(Beginning of Source material)
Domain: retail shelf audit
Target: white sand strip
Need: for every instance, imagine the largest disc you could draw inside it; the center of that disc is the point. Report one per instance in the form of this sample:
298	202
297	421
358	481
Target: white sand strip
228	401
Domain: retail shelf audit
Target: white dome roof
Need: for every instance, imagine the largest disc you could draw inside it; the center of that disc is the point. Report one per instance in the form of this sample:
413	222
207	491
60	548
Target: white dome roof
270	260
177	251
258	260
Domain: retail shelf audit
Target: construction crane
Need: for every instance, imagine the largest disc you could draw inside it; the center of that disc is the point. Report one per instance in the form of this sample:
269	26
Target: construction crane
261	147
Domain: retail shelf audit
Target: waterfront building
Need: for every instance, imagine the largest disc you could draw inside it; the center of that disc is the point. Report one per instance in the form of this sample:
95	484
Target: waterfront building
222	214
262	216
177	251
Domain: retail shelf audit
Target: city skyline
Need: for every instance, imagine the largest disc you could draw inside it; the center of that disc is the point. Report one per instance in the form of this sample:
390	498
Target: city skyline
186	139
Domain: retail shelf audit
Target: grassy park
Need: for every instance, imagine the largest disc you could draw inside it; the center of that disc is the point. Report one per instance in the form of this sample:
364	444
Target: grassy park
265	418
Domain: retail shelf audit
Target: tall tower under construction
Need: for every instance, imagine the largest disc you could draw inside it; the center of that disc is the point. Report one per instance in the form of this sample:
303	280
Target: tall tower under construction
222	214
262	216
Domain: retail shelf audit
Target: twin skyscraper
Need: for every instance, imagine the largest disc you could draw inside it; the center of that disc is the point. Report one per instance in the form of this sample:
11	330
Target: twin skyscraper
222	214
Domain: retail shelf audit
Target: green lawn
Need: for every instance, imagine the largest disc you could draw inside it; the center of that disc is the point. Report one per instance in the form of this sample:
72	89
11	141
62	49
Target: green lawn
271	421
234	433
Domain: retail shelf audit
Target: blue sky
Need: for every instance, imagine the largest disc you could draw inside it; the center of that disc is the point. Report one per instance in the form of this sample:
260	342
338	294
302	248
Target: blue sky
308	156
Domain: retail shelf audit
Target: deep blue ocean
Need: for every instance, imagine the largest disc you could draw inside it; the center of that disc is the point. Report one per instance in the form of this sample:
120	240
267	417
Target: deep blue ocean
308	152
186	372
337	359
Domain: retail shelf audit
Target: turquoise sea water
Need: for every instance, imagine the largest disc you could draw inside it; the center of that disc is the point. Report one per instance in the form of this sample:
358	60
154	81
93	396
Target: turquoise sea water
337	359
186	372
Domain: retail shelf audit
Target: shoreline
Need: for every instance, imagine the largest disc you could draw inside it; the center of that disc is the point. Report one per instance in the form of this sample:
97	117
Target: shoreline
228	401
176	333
(End of Source material)
▸ **To do**:
Every entry is to be transcribed exactly as it stands.

▸ **Result for this exercise**:
Domain: retail shelf audit
Target: white sand strip
Need: for every instance, imagine the largest disc you could draw inside it; the center of that disc is the point. Report one per instance in the form of this sample:
298	202
297	421
358	481
Target: white sand strip
228	401
Domain: retail shelf audit
Target: white dome roof
Need: for every instance, imagine the largest disc you could draw inside it; the center of that disc is the point. Report one per instance in the form of this sample:
413	222
207	491
60	548
Target: white dome roof
270	260
177	251
258	260
Domain: retail shelf audit
Target: construction crane
Need: for every instance, imagine the largest disc you could draw inside it; the center of that disc is the point. Report one per instance in the form of this sample:
269	26
Target: construction crane
261	147
Domain: retail shelf audit
Target: waterfront building
Need: for every instance, imagine the largest disc you could draw inside it; the center of that disc is the point. Report one per instance in the form of this sample:
95	484
Target: waterfront building
222	214
262	216
177	251
Domain: retail shelf audit
Target: city skyline
Need: for every instance, imagine the largest disc you could draw inside it; the center of that disc is the point. Report one per instance in the form of this sample:
390	498
Target: city skyline
186	139
Domain: retail shelf audit
Target: grassy park
Need: for every instance, imagine the largest disc you could draw inside it; the center of that disc is the point. Report one per instance in the form of this sample:
364	444
Target: grassy park
265	418
Domain: retail shelf audit
Target: tall tower under construction
Need: for every instance, imagine the largest disc you could draw inside it; the center of that disc is the point. Report one per instance in the form of this sample:
303	280
Target: tall tower under construction
222	214
262	216
Domain: retail shelf audit
Target: twin skyscraper
Need: for every instance, imagine the largest disc you could draw inside it; the center of that disc is the point. Report one per instance in the form of this sample:
11	330
Target: twin skyscraper
222	214
Domain: retail shelf audit
Target: green lawn
Need: for every instance, imagine the largest disc you could draw inside it; the center of that disc is the point. Report one per instance in the form of this sample:
72	89
11	141
62	49
Target: green lawn
271	421
234	433
Domain: retail shelf audit
Target: blue sky
Need: for every instance, imagine the largest disc you could draw inside it; the center of that disc is the point. Report one per instance in the form of this sample:
260	342
338	294
302	248
Target: blue sky
308	156
Domain: retail shelf audit
Target: deep blue ocean
Need: for every instance, imagine the largest disc you could draw inside it; the center of that disc is the point. Report one per instance in the form of this sample:
120	240
267	417
Target: deep blue ocean
308	152
186	372
337	359
Domain: retail shelf audit
Target: turquoise sea water
Need: for every instance, imagine the largest disc you could draw inside it; the center of that disc is the point. Report one per instance in the form of this sample:
358	60
154	81
93	396
Target: turquoise sea water
337	359
186	372
Domain: retail shelf audit
Target: shoreline
Need: for every instance, imagine the largest disc you could draw inside it; the center of that disc is the point. Report one per instance in the form of this sample:
97	117
Target: shoreline
228	401
176	333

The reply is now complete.